* **Problem to work on**
Count the lines of the data below that contain the string "negative", matching case exactly, and reply with the number alone.

* **Stored data**
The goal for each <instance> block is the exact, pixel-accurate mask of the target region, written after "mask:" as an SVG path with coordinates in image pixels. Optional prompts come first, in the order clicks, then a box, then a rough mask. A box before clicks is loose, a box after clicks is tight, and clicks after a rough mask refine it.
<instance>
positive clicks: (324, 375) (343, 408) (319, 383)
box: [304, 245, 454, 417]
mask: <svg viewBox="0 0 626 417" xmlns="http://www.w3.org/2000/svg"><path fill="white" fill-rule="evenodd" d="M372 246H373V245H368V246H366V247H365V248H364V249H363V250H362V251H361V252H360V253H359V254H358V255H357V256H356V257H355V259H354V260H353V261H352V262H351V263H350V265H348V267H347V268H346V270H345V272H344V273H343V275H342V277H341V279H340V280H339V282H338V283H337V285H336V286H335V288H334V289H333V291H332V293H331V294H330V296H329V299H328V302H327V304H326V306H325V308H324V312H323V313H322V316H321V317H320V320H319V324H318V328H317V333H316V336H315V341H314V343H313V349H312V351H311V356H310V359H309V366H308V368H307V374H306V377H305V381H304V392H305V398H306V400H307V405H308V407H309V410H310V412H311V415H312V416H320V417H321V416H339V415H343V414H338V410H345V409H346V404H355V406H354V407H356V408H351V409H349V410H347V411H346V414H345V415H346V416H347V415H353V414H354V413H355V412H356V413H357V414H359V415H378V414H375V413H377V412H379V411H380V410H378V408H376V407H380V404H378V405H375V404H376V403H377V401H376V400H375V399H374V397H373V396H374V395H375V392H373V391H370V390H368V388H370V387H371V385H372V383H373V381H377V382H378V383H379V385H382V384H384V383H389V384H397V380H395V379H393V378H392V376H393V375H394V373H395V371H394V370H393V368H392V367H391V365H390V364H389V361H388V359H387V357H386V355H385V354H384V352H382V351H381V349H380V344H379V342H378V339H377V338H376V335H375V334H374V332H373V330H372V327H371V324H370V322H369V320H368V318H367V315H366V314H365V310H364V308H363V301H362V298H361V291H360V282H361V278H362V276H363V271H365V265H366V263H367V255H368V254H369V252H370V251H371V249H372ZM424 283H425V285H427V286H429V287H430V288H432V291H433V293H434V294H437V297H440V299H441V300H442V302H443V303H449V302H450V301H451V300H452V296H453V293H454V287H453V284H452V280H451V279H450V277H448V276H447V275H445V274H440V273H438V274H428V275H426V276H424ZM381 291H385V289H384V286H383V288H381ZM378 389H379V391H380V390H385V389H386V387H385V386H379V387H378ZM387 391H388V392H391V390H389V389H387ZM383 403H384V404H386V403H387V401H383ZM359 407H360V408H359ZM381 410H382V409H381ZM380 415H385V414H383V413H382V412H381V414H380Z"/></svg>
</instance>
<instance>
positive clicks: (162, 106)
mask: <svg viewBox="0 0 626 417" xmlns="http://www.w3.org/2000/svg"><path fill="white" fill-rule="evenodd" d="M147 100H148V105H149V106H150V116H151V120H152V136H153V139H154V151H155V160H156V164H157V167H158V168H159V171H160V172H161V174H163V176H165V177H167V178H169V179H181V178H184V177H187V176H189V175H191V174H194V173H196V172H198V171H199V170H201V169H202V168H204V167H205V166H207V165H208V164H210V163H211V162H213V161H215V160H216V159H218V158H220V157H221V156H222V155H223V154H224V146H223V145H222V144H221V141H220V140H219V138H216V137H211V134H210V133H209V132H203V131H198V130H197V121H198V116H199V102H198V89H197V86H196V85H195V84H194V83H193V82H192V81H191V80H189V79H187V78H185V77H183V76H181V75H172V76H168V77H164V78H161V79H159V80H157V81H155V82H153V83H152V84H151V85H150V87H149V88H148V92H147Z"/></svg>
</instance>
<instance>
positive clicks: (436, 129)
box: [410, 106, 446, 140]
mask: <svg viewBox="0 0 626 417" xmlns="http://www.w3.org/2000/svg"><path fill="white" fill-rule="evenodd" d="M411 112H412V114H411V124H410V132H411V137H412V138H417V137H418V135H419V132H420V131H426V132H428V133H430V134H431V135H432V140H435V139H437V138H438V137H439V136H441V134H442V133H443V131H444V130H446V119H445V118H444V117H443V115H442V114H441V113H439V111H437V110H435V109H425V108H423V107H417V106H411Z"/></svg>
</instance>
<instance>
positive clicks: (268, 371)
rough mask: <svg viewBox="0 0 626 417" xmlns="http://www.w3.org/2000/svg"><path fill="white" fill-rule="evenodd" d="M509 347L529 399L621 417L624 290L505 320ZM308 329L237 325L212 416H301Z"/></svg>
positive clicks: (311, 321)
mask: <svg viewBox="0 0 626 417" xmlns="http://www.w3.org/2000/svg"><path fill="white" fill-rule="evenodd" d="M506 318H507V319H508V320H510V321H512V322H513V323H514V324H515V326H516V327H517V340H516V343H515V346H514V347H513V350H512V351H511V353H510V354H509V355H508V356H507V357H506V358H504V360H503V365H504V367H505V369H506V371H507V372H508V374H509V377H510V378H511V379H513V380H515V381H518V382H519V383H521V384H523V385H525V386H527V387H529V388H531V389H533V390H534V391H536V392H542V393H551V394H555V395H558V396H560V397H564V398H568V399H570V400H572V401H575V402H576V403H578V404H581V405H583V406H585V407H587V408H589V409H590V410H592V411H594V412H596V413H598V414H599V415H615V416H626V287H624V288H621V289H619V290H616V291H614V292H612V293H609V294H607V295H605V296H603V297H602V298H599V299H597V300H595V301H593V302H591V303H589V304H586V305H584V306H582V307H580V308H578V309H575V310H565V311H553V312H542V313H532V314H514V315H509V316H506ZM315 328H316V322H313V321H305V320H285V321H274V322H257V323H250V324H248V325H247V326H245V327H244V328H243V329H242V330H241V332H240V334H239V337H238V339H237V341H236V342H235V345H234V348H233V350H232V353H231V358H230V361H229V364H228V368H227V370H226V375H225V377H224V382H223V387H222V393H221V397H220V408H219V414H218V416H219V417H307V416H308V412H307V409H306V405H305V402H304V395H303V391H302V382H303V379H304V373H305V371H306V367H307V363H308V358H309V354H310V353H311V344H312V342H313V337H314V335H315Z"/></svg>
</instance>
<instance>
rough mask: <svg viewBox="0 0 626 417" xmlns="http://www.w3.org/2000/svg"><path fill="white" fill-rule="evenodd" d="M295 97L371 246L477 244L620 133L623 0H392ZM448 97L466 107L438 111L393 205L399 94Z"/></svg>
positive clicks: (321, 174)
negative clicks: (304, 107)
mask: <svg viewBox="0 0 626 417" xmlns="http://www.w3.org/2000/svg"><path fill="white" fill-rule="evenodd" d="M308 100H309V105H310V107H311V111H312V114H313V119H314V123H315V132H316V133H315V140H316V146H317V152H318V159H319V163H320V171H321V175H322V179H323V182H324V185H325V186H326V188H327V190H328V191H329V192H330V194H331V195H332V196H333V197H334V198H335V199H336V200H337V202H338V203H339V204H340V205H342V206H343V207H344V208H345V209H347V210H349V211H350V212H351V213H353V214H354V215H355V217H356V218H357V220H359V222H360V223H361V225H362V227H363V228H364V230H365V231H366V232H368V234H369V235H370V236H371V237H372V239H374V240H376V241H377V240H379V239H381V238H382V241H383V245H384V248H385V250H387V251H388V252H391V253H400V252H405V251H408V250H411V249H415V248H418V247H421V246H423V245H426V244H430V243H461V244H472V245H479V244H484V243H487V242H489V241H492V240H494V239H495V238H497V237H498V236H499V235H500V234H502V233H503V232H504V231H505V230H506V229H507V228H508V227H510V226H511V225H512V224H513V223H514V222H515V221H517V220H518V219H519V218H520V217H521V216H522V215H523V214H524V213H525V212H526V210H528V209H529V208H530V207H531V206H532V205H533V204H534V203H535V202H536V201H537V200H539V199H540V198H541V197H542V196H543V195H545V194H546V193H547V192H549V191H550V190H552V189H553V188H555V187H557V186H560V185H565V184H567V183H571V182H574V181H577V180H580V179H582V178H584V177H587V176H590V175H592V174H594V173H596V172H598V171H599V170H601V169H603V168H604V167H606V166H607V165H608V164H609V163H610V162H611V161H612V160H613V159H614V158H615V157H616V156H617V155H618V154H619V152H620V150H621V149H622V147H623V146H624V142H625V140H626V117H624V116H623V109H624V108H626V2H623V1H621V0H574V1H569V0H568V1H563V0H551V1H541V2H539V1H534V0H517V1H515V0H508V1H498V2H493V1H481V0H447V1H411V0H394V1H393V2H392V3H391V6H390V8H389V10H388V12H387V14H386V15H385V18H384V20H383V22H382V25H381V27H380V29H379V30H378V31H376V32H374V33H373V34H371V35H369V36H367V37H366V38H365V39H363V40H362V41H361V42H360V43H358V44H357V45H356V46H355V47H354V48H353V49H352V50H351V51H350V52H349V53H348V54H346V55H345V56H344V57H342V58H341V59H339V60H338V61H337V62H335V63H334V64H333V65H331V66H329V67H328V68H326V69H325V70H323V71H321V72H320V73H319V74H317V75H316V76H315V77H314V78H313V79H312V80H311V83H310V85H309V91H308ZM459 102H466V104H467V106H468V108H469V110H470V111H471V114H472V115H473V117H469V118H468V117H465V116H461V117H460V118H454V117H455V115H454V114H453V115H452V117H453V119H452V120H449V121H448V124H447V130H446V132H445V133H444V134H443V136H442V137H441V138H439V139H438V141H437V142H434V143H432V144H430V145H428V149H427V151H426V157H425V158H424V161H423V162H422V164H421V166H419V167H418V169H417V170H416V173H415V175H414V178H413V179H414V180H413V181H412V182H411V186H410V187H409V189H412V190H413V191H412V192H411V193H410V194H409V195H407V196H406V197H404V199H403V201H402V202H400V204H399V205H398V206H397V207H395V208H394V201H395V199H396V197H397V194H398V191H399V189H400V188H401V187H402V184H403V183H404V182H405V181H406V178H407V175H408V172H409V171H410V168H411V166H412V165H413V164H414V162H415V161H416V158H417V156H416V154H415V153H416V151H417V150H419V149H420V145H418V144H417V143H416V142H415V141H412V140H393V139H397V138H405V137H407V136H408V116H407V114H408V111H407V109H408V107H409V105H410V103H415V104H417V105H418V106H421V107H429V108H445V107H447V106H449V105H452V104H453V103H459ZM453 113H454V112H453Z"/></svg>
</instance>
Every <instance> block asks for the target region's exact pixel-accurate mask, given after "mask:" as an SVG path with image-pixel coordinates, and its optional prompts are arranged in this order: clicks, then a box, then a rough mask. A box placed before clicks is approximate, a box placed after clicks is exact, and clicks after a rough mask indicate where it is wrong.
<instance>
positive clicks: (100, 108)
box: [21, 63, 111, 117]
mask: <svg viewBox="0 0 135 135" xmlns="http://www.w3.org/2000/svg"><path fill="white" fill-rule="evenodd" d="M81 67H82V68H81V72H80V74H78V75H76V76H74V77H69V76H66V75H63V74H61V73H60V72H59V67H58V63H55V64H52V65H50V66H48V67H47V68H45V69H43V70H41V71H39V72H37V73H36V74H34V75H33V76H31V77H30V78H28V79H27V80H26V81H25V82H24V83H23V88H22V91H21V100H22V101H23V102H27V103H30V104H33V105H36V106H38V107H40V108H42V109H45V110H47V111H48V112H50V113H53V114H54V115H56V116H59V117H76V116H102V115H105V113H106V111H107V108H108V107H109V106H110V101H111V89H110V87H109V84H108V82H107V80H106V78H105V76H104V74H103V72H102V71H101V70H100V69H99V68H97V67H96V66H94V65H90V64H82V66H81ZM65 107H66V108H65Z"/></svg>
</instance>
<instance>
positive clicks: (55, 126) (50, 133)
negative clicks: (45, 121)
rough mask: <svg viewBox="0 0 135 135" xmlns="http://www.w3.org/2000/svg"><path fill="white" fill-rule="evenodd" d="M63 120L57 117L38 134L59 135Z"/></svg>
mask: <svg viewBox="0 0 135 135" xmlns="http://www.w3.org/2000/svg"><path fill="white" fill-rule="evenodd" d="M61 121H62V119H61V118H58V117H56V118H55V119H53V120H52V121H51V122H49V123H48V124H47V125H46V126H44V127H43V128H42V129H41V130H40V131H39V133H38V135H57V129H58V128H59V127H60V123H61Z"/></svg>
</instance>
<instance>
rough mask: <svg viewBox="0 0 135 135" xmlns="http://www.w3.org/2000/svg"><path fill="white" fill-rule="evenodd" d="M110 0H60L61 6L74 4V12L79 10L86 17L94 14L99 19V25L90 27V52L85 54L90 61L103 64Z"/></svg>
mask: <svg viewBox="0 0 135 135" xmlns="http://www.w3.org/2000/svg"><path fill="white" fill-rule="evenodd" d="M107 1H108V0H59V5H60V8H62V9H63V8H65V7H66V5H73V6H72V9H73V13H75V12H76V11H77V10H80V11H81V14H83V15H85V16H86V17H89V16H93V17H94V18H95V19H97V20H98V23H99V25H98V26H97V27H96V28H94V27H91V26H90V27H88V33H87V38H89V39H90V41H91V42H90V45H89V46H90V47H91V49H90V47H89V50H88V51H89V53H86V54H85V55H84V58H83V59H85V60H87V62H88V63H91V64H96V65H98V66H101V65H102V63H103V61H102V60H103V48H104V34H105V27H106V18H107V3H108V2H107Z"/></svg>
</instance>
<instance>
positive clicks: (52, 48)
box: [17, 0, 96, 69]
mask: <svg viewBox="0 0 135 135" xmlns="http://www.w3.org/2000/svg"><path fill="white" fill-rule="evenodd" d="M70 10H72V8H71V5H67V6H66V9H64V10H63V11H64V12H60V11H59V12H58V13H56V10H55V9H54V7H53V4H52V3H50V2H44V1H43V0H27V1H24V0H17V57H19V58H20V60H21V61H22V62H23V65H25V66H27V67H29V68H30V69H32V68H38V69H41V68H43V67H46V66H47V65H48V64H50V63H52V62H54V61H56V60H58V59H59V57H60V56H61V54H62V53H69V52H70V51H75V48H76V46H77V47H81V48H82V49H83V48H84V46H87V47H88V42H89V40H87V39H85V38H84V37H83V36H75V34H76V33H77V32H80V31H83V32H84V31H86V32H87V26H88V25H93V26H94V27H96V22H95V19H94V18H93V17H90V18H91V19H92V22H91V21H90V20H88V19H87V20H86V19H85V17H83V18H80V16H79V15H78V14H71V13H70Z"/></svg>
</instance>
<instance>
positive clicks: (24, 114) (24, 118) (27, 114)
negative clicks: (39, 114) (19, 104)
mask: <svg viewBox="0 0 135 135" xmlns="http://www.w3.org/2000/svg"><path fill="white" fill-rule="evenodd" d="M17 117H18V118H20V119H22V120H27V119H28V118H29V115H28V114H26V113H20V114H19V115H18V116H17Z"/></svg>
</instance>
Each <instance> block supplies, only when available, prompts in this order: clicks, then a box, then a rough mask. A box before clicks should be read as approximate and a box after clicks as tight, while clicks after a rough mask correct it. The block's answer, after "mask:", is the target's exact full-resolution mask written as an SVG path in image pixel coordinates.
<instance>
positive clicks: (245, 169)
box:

* **Solution for this exercise**
3